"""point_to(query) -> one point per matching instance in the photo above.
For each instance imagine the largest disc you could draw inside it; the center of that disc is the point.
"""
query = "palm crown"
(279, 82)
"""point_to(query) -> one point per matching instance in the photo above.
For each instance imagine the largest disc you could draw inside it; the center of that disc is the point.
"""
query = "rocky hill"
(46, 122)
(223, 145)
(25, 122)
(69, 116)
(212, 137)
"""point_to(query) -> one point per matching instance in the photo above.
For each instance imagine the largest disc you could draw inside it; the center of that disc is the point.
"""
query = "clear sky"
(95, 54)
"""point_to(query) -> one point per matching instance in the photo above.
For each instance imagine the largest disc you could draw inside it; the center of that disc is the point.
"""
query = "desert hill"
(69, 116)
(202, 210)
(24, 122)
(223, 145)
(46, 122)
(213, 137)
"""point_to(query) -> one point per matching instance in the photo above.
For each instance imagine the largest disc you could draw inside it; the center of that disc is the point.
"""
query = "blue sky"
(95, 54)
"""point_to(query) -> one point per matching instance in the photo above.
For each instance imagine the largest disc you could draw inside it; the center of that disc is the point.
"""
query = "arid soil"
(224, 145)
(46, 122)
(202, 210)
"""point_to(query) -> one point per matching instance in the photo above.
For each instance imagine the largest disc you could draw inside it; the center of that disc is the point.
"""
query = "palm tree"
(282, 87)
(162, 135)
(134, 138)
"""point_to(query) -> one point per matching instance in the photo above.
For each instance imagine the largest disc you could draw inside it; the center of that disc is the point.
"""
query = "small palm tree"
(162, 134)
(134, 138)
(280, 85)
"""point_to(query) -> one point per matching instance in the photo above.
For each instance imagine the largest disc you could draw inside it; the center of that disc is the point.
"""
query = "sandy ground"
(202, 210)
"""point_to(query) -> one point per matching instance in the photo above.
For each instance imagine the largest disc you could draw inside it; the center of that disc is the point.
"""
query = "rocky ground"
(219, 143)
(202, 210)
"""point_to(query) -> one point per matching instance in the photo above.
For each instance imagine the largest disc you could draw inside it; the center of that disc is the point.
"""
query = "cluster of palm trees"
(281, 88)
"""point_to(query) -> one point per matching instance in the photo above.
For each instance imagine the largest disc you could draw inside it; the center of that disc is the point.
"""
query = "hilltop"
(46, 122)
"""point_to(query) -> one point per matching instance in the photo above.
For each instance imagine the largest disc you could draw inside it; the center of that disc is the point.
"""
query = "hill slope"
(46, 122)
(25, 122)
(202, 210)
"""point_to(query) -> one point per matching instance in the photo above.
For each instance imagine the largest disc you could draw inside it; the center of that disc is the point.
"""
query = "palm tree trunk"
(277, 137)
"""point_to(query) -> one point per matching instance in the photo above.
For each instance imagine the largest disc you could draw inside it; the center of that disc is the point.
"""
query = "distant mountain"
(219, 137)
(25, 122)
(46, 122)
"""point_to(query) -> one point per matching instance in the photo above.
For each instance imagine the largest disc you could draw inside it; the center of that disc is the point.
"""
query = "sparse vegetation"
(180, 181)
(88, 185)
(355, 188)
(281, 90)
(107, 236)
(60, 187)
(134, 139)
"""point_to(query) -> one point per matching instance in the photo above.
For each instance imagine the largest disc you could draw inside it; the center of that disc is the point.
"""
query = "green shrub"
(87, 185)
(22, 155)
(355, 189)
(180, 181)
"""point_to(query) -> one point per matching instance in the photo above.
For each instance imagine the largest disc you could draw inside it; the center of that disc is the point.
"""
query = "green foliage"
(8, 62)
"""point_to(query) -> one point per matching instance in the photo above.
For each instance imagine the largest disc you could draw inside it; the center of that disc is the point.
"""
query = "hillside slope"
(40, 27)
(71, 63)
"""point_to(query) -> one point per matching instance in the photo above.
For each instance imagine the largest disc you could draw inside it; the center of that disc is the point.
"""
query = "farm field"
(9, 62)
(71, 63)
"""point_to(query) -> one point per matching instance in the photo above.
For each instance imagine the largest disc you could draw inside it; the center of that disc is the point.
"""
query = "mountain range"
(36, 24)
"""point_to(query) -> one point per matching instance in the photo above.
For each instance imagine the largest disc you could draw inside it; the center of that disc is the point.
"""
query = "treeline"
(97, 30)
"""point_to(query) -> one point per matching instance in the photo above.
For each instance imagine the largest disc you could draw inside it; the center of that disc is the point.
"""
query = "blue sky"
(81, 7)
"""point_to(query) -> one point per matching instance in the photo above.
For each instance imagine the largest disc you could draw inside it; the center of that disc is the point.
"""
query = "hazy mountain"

The exercise
Retype every entry above, word for word.

Solved exercise
"""point_to(query) -> one point per matching instance in the photo above.
For each instance imagine the largest disc you could draw inside it; the center of that disc is the point.
"""
query = "palm crown"
(279, 82)
"""point_to(query) -> one point per matching instance in the photo above.
For each instance imagine the largest disc you could draw inside it; the center of that disc is the point.
"""
query = "rocky hill"
(46, 122)
(223, 145)
(25, 122)
(69, 116)
(212, 137)
"""point_to(query) -> one point per matching instance in the photo above.
For each instance imagine the largest disc you could draw inside it; the center of that disc is the point.
"""
query = "clear sky"
(95, 54)
"""point_to(query) -> one point per matching instance in the photo above.
For each instance imagine the largest disc you could draw inside it; the center of that disc is the point.
"""
query = "desert hill"
(69, 116)
(202, 210)
(24, 122)
(223, 145)
(46, 122)
(213, 137)
"""point_to(query) -> one point per matching instance in the photo above.
For each instance imagine the largest disc you could draw inside it; the center of that disc is the point.
"""
query = "blue sky"
(95, 54)
"""point_to(query) -> one point per matching instance in the photo above.
For each instance imagine the largest disc you could draw inside it; the center of that disc is the point.
"""
query = "arid soil"
(224, 145)
(46, 122)
(202, 210)
"""point_to(query) -> one point per matching instance in the photo above.
For each instance imagine the largest disc you could draw inside it; the center of that disc is the point.
"""
query = "palm tree"
(282, 87)
(162, 135)
(134, 138)
"""point_to(query) -> one point per matching instance in the photo above.
For each instance imagine the largest disc you could draw inside it; the center of that disc is the point.
"""
query = "small palm tree"
(162, 134)
(134, 138)
(280, 85)
"""point_to(query) -> one point per matching instance in the photo above.
For each instance imagine the largest disc you could draw inside it; the center of that disc is the point.
"""
query = "sandy ground"
(202, 210)
"""point_to(query) -> one point per matching instance in the photo above.
For each instance imagine the largest disc you could draw inside it; the center of that disc is the point.
"""
query = "rocky ground"
(219, 143)
(202, 210)
"""point_to(query) -> one point per matching instance in the photo above.
For each instance imagine the largest disc you could draw inside it; the center of that disc is the point.
"""
query = "cluster of palm trees"
(281, 88)
"""point_to(query) -> one point per matching instance in the photo above.
For each instance imagine the largest disc you could draw inside it; the center of that disc is the point.
"""
query = "hilltop"
(46, 122)
"""point_to(query) -> one point per matching instance in the photo above.
For each instance imagine the largest disc you could draw inside it; the center of that disc is the point.
"""
query = "hill slope"
(46, 122)
(25, 122)
(202, 210)
"""point_to(query) -> one point per matching instance in the photo above.
For each instance imagine the largest disc you could draw inside it; the center of that disc is the point.
"""
query = "palm tree trunk"
(277, 137)
"""point_to(query) -> one point per matching instance in the photo above.
For each instance imagine the largest disc you could draw inside it; the center of that disc is the point.
"""
query = "distant mountain"
(219, 137)
(25, 122)
(46, 122)
"""point_to(query) -> one point per matching instance in the photo above.
For each instance imagine the largest disc you could draw inside it; the center of that disc is the point.
"""
query = "sparse vegetation"
(180, 181)
(88, 185)
(355, 188)
(281, 90)
(107, 236)
(60, 187)
(134, 139)
"""point_to(query) -> one point per matching instance in the photo above.
For each instance imagine the largest disc you could draw inside it; the center of that disc is the point.
"""
query = "green shrub"
(87, 185)
(22, 155)
(355, 189)
(180, 181)
"""point_to(query) -> one point per matching instance in the photo above.
For each instance imagine the largest disc you could draw inside it; the center of that disc is the point.
"""
query = "green foliage"
(8, 62)
"""point_to(query) -> one point per matching instance in the photo above.
For each instance imagine the largest disc you could draw inside it; the center of that disc is the point.
"""
query = "hillside slope"
(40, 27)
(71, 63)
"""point_to(query) -> one point per matching instance in the photo above.
For each instance imagine the largest disc you could draw inside it; the center of that disc is the point.
"""
query = "farm field"
(9, 62)
(71, 63)
"""point_to(query) -> one point per matching instance in the photo above.
For each instance imagine the largest disc you could draw inside it; the center of that disc is the point.
"""
query = "mountain range"
(36, 24)
"""point_to(query) -> one point per matching instance in the photo above.
For each instance imagine the largest disc you could draw inside it; the center of that disc is the point.
"""
query = "treeline"
(97, 30)
"""point_to(query) -> one point per matching instance in the photo above.
For each instance imagine the largest disc you could draw inside it; the center of that disc is the point.
"""
query = "blue sky"
(81, 7)
"""point_to(query) -> one point per matching instance in the photo above.
For each instance imagine the largest disc you could draw inside it; the center of that disc is the point.
"""
query = "hazy mountain"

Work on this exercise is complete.